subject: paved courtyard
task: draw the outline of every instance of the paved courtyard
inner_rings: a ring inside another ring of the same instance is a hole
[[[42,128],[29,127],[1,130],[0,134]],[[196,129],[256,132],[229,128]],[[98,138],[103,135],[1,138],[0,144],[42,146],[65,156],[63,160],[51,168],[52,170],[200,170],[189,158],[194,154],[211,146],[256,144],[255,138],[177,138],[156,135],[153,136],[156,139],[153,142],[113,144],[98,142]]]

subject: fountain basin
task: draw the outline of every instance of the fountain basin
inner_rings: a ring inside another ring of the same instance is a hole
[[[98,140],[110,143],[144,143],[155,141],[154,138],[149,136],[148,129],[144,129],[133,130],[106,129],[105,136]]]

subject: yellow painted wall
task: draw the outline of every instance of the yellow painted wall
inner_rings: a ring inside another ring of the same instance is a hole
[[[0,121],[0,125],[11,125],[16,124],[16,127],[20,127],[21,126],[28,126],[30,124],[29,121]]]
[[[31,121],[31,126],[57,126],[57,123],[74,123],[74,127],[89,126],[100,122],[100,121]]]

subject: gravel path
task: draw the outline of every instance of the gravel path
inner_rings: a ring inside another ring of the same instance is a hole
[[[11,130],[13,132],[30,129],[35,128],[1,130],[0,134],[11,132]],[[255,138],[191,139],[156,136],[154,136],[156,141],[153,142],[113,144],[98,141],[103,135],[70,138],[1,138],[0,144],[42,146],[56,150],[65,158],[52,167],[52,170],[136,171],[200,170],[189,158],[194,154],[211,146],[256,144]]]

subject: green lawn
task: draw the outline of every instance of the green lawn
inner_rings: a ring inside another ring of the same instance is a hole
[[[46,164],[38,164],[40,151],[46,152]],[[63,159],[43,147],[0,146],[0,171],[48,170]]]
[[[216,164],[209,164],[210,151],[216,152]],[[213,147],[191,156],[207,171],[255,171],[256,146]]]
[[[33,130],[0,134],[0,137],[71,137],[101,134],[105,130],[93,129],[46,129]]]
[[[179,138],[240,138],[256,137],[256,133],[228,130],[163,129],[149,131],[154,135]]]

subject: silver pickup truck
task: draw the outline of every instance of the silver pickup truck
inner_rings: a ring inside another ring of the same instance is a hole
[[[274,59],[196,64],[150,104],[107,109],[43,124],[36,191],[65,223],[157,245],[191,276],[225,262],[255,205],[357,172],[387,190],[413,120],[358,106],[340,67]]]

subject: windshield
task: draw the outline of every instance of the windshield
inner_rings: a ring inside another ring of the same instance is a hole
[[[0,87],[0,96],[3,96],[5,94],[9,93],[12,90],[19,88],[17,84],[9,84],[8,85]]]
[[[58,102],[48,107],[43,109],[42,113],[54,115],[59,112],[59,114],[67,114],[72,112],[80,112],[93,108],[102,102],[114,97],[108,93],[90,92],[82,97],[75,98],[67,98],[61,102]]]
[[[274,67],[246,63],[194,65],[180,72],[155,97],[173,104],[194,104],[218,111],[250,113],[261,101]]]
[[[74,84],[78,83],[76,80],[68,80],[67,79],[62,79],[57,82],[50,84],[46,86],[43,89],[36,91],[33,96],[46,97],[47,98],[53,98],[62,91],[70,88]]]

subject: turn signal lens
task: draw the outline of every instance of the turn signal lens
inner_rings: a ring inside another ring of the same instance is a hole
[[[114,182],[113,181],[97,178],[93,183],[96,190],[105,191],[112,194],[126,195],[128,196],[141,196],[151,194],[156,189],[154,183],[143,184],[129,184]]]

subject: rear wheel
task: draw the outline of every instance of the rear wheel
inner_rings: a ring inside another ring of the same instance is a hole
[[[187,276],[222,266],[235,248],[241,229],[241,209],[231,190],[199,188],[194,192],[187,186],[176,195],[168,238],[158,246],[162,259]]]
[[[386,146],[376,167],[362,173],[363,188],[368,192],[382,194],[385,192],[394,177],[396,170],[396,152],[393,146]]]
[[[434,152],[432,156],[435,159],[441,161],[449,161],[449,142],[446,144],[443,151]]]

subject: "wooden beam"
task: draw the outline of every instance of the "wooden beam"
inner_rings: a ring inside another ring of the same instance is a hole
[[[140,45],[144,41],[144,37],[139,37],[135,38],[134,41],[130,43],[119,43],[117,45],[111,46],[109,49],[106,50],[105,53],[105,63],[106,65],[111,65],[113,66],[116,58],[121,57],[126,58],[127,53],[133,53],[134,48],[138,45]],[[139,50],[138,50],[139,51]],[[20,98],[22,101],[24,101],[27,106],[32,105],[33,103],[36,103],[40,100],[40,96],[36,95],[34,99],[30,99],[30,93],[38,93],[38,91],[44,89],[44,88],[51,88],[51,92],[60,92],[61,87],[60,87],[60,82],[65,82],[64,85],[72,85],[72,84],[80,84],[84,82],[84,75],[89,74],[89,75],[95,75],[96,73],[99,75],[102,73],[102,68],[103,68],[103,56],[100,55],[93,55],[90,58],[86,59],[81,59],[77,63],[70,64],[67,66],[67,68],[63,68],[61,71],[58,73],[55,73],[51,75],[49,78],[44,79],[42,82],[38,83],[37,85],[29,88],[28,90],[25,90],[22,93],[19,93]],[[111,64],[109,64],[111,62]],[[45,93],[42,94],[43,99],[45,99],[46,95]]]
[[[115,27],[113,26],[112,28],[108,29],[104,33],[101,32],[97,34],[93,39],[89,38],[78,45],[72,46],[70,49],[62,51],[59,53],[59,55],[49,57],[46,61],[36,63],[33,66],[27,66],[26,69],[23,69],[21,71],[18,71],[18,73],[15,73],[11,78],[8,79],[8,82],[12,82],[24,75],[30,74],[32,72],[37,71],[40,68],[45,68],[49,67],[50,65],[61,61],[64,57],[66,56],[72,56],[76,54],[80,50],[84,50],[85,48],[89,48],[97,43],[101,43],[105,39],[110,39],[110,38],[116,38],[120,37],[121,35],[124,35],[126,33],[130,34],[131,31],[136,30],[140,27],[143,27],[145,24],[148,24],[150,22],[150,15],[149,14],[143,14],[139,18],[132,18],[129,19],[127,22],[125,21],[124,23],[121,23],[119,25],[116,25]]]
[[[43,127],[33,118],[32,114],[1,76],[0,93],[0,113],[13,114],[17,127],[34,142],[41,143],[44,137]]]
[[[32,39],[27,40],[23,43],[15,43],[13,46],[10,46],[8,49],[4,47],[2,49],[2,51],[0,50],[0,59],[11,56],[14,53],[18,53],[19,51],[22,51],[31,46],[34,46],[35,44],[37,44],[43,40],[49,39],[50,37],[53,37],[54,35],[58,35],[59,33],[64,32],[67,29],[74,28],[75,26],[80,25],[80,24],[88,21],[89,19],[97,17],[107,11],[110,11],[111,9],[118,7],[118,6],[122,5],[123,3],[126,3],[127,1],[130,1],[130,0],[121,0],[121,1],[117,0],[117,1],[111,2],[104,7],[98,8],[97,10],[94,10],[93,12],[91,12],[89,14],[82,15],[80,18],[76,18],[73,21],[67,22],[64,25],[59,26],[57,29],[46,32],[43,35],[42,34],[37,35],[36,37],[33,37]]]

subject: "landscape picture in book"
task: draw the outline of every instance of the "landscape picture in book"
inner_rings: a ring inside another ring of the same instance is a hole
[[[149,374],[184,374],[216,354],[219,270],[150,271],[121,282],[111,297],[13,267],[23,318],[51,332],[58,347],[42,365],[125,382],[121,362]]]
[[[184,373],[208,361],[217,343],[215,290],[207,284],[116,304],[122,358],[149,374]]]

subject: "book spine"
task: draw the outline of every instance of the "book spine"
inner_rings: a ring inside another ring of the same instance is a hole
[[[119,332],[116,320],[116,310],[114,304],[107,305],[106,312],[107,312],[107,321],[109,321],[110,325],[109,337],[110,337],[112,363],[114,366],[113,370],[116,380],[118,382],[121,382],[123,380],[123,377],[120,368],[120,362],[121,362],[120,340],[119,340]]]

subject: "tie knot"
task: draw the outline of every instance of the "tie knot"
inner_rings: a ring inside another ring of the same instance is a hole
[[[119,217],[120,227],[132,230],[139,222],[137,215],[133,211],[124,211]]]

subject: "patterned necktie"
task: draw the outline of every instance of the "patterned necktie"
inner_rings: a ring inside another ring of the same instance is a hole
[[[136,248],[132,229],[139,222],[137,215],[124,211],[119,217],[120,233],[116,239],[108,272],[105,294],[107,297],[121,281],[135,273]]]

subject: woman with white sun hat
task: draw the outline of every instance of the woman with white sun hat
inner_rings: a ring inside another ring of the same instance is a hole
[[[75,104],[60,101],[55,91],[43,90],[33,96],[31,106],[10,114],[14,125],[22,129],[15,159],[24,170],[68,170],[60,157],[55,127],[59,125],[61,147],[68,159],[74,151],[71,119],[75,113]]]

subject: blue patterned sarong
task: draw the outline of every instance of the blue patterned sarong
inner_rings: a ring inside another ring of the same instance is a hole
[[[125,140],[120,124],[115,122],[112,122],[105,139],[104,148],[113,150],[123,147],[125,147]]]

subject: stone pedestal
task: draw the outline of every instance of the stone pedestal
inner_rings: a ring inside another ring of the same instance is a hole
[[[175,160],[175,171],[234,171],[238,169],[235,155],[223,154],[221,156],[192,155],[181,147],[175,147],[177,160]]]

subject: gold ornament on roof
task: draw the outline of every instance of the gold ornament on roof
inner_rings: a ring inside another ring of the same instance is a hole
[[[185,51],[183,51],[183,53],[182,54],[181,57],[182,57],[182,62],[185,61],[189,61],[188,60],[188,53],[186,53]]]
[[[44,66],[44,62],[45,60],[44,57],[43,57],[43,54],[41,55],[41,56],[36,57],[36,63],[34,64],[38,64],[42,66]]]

----------

Description of the task —
Starting at the line containing "subject: stone pedestal" and ending at the last line of the data, convert those lines into a JSON list of strings with one string per line, leaving out blank lines.

Solution for this task —
[
  "subject: stone pedestal",
  "task: draw the outline of every instance of the stone pedestal",
  "inner_rings: a ring inside another ring of the same instance is a hole",
  "[[[175,160],[175,171],[234,171],[238,169],[235,155],[223,154],[221,156],[192,155],[181,147],[175,147],[177,160]]]",
  "subject: gold ornament on roof",
  "task: draw the outline of every instance of the gold ornament on roof",
  "inner_rings: a ring inside another ring of the same instance is a hole",
  "[[[185,51],[183,51],[183,53],[182,54],[181,57],[182,57],[182,62],[185,61],[189,61],[188,60],[188,53],[186,53]]]",
  "[[[44,66],[44,62],[45,60],[44,57],[43,57],[43,54],[41,55],[41,56],[36,57],[36,63],[34,64],[38,64],[42,66]]]"
]